Referring expression data
• • • • •

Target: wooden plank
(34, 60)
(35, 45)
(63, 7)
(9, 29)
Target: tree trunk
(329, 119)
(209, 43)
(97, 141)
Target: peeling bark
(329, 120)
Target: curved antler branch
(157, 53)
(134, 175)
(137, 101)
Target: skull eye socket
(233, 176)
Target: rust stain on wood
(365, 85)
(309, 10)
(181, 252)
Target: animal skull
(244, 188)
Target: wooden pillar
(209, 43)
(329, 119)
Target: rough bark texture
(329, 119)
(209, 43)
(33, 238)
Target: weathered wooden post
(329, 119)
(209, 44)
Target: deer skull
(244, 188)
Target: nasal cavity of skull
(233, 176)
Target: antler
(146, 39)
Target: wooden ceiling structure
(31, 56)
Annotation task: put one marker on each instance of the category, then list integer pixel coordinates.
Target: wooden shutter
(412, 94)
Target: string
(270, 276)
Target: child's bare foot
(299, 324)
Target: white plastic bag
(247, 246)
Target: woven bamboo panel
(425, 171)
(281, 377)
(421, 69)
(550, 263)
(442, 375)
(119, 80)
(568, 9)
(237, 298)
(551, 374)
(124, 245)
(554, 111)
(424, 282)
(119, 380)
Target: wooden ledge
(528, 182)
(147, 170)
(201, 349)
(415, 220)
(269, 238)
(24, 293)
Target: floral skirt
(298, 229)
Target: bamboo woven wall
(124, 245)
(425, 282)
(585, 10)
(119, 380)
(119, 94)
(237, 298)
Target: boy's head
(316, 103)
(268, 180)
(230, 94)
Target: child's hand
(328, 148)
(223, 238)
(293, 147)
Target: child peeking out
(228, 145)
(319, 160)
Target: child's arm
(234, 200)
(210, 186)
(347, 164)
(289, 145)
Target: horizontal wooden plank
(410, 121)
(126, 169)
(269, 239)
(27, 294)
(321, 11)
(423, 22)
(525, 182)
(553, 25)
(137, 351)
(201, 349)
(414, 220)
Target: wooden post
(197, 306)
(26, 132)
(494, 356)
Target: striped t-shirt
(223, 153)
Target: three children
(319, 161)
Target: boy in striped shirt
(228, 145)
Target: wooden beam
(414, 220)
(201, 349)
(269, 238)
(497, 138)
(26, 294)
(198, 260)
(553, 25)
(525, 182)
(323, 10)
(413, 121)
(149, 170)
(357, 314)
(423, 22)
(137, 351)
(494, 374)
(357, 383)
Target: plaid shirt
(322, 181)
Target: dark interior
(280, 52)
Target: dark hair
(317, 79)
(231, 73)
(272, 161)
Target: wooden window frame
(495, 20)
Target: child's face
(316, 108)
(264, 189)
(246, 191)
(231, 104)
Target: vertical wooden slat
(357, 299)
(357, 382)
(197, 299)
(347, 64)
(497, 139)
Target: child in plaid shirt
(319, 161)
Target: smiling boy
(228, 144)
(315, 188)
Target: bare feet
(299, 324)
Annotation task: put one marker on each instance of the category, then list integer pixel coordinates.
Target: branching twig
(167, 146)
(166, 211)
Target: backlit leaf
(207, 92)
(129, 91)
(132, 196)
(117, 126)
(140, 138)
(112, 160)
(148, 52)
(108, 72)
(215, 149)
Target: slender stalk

• • • • •

EXERCISE DIRECTIONS: Each line above must be reproduced exactly as it stands.

WRITTEN ANSWER:
Target: wooden plank
(34, 60)
(35, 45)
(63, 7)
(9, 29)
Target: tree trunk
(329, 119)
(209, 43)
(97, 141)
Target: peeling bark
(329, 120)
Target: curved antler branch
(157, 53)
(134, 175)
(137, 101)
Target: skull eye socket
(233, 176)
Target: rust stain on wood
(365, 85)
(309, 10)
(181, 252)
Target: animal skull
(244, 188)
Target: wooden pillar
(209, 43)
(329, 119)
Target: rough bark texture
(329, 119)
(209, 43)
(33, 238)
Target: weathered wooden post
(329, 119)
(209, 44)
Target: deer skull
(244, 188)
Target: nasal cavity of skull
(233, 176)
Target: antler
(146, 39)
Target: wooden ceiling structure
(31, 56)
Annotation task: put one marker on each instance of the category, then list integer pixel coordinates.
Target: wooden shutter
(412, 94)
Target: string
(270, 276)
Target: child's bare foot
(299, 324)
Target: white plastic bag
(247, 246)
Target: woven bamboo panel
(425, 171)
(281, 377)
(421, 69)
(550, 263)
(442, 375)
(119, 80)
(568, 9)
(237, 298)
(551, 374)
(124, 245)
(554, 111)
(424, 282)
(119, 380)
Target: wooden ledge
(528, 182)
(147, 170)
(201, 349)
(415, 220)
(269, 238)
(24, 293)
Target: floral skirt
(298, 229)
Target: bamboo woven wall
(124, 245)
(425, 282)
(585, 10)
(119, 380)
(119, 94)
(237, 298)
Target: boy's head
(316, 103)
(268, 180)
(230, 94)
Target: child's hand
(328, 148)
(223, 238)
(293, 147)
Target: child peeking out
(228, 145)
(319, 160)
Target: child's arm
(234, 200)
(210, 186)
(347, 164)
(289, 145)
Target: horizontal wooden plank
(410, 121)
(126, 169)
(269, 239)
(27, 294)
(321, 11)
(423, 22)
(525, 182)
(553, 25)
(137, 351)
(201, 349)
(414, 220)
Target: wooden post
(197, 306)
(26, 132)
(494, 356)
Target: striped t-shirt
(223, 153)
Target: three children
(319, 161)
Target: boy in striped shirt
(228, 145)
Target: wooden beam
(414, 220)
(201, 349)
(269, 238)
(497, 138)
(26, 294)
(198, 260)
(553, 25)
(525, 182)
(323, 10)
(413, 121)
(149, 170)
(357, 314)
(423, 22)
(137, 351)
(494, 374)
(357, 383)
Target: plaid shirt
(322, 181)
Target: dark interior
(280, 52)
Target: dark hair
(317, 79)
(231, 73)
(272, 161)
Target: wooden window frame
(495, 20)
Target: child's face
(316, 108)
(264, 189)
(246, 191)
(231, 104)
Target: vertical wooden slat
(357, 299)
(357, 382)
(197, 299)
(347, 64)
(497, 139)
Target: child in plaid shirt
(319, 161)
Target: smiling boy
(228, 144)
(315, 188)
Target: bare feet
(299, 324)
Annotation task: put one marker on each instance of the category, then list integer pixel coordinates.
Target: branching twig
(167, 146)
(166, 211)
Target: backlit leaf
(207, 92)
(129, 91)
(132, 196)
(117, 126)
(140, 138)
(112, 160)
(148, 52)
(108, 72)
(215, 149)
Target: slender stalk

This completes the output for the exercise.